● **SELECTED PASSAGE**
The elections were marred by monumental rigging and glaring inadequacies:

(1) Voting did not start in time in many places as usual.

(2) Voting materials were inadequate in most stations.

(3) Security agents were absent at many of the polling stations.

(4) Election did not take place in over a third of the designated places for elections.

(5)Election boxes were hijacked or stuffed illegally with election papers in most places.

(6) Violence marred the election process at many polling stations.

(7)INEC officials and security agents colluded with some unknown persons to disenfranchise voters at many polling stations.

(8) Many people voted more than once, including teenagers who spotted in most queues.

(9)Election results in many places were known and posted on the Internet by INEC, days before the actual elections. But these were not our worst problems; we had a dictator for president, encouraging and sponsoring criminality in governance. Obasaanjo was a Tin-God but all African leaders tend to be like that. They think they are Emperors, conquerors, kings and kings are supposed to rule for life. Daniel arap Moi was in power in Kenya from 1978 to 2003. His 1992 and 1997 re-elections were marred by massive irregularities leading to civil unrest and agitation for military intervention in Kenya. Moi could not be defeated while in office until Kenya’s constitution was amended to bar him from contesting in the 2003 general elections. The field was thus thrown open for fresh ideas and Kenya’s ruling party, KANU presented a new torch-bearer in the person of Uhuru Kenyatta, while the opposition parties teamed up in the National Rainbow Coalition (NARC), to present Mwai Kibaki, who won. Kenya’s 2003 general elections were adjudged some of the best ever held in Africa. Like Moi who would not surrender power voluntarily even when nobody wanted him to continue in office, the new Kibaki started rigging too to perpetrate himself in power leading to serious civil unrest in the last general elections that recorded hundreds of fatal casualties. The story is the same in Zimbabwe, Cameroons, Gambia, Code d’ Ivore and several other countries in Africa, including all of Northern Africa. African leaders consider it a disgrace to allow themselves to be voted out of office. This is one of the strongest reasons why the single term tenure is best for Africa, particular in countries like Nigeria with a multitude of tribes, religions and interest, ready to destroy self and others to take control of national affairs. The influence of incumbency heightens do-or die politics in our clime. It began during Obasanjo’s presidency with the attempt to doctor electoral laws. At first the president and his cohorts in power, were against the registration of new political parties. When the registration of new parties became inevitable due to public pressure, the incumbents in power tried to limit the number of the new parties to three and to restrict their activities to the local government elections.

● **QUESTIONS ON THE MATERIAL**
**1.** In the passage on election rigging, whom did the opposition parties in the National Rainbow Coalition present in Kenya's 2003 general elections?
**2.** Duplicate the passage on election rigging starting with "(3) Security agents" and going on through "process at many polling stations.".
The listing has no connection to the passage on election rigging.

● **RAW DATA**
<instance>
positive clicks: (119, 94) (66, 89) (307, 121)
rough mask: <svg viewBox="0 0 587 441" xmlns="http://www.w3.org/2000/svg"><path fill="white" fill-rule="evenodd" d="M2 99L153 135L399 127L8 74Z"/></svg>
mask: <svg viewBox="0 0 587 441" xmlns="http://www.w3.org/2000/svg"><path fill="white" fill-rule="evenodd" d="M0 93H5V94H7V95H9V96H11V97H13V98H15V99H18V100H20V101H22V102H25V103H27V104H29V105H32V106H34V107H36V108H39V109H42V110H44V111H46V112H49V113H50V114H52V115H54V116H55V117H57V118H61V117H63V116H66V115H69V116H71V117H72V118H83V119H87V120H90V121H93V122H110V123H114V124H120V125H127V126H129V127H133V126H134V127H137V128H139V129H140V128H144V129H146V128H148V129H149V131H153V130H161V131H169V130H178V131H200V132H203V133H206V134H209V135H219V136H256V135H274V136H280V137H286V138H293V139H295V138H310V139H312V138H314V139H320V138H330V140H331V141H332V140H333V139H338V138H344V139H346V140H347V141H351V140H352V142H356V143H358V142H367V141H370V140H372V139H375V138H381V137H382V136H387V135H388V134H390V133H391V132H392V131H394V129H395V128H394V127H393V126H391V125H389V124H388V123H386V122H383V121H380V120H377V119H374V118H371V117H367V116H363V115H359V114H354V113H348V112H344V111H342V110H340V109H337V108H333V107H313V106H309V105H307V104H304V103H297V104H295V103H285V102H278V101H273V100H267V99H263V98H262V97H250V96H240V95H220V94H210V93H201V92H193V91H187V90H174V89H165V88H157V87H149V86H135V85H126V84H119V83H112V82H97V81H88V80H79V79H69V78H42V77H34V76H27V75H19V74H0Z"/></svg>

● **ANSWERS FOR THIS EXERCISE**
**1.** Mwai Kibaki, who won.

**2.**
(3) Security agents were absent at many of the polling stations.

(4) Election did not take place in over a third of the designated places for elections.

(5)Election boxes were hijacked or stuffed illegally with election papers in most places.

(6) Violence marred the election process at many polling stations.